Exercise prompt: Gather every line in the material below that contains the string "jersey", and copy each such line in full.

Data lines:

• • • •

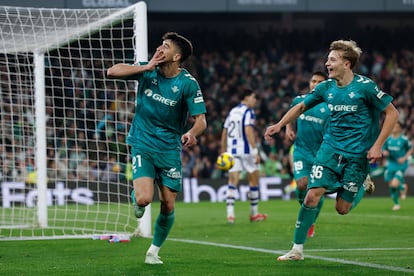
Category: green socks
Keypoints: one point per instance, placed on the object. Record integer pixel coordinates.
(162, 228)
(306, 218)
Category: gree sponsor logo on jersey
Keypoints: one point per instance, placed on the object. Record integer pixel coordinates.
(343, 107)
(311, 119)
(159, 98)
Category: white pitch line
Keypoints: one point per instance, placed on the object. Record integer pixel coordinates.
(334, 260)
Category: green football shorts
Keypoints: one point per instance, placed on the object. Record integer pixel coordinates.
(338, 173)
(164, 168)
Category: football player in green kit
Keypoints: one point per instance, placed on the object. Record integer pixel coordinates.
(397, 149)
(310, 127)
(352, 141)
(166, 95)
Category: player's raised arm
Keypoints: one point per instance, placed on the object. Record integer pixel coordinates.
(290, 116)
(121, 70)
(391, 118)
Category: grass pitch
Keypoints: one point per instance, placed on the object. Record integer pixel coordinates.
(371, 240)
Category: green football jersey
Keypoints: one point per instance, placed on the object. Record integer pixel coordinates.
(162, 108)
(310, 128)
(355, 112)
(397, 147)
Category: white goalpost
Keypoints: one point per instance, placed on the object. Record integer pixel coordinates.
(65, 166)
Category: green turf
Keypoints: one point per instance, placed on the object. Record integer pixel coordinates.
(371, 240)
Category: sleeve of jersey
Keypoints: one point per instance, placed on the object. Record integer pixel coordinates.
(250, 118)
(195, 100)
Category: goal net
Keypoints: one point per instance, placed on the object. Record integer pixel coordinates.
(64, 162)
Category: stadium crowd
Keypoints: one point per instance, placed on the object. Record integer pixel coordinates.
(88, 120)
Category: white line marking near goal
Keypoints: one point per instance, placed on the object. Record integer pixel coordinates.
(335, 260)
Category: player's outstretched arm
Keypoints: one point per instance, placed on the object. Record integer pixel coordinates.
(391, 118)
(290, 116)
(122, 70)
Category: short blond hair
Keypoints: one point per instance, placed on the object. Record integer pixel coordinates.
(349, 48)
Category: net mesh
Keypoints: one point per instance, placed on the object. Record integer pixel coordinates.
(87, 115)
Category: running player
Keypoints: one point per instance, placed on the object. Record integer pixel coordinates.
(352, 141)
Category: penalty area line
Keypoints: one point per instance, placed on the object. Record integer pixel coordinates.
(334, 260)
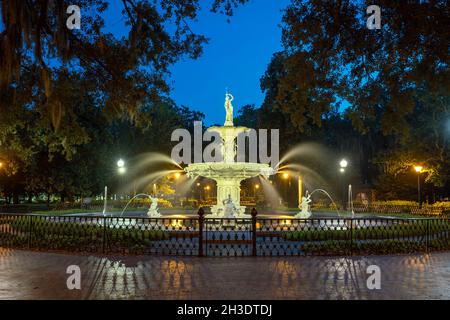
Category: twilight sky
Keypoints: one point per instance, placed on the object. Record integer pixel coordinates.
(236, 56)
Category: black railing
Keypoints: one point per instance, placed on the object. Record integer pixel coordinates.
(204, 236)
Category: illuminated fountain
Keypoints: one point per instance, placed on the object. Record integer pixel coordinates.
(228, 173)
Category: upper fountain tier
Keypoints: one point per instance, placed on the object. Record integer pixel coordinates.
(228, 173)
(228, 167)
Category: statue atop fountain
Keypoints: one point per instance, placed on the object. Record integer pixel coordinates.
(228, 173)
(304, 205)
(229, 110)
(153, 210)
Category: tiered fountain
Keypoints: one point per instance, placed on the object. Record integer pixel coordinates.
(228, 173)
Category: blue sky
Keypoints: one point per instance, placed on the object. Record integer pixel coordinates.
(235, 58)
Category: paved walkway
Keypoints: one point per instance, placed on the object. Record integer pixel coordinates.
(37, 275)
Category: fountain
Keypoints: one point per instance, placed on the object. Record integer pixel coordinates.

• • • •

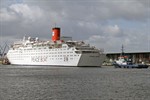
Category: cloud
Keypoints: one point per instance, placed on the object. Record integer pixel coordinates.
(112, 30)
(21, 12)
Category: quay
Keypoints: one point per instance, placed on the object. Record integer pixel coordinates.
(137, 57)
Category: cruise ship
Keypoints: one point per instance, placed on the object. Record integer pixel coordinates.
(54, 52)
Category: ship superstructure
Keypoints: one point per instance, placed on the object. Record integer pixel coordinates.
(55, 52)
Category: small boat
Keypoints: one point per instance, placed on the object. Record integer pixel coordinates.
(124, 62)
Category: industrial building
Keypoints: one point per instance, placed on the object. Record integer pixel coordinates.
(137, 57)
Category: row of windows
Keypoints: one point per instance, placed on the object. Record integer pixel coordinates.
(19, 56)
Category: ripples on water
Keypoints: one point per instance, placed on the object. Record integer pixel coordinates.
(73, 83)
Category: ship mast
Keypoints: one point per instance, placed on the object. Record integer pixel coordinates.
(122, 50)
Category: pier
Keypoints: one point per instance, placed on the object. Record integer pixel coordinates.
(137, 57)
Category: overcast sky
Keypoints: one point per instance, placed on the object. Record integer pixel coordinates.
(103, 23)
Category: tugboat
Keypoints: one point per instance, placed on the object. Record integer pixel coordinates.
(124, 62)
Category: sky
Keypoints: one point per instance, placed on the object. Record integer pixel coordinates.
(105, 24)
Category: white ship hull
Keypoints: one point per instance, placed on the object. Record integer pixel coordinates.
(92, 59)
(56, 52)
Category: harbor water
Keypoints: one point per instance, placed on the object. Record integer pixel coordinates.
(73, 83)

• • • •

The output:
Category: gree sponsor logo on jersey
Category: green football jersey
Category: sleeve of jersey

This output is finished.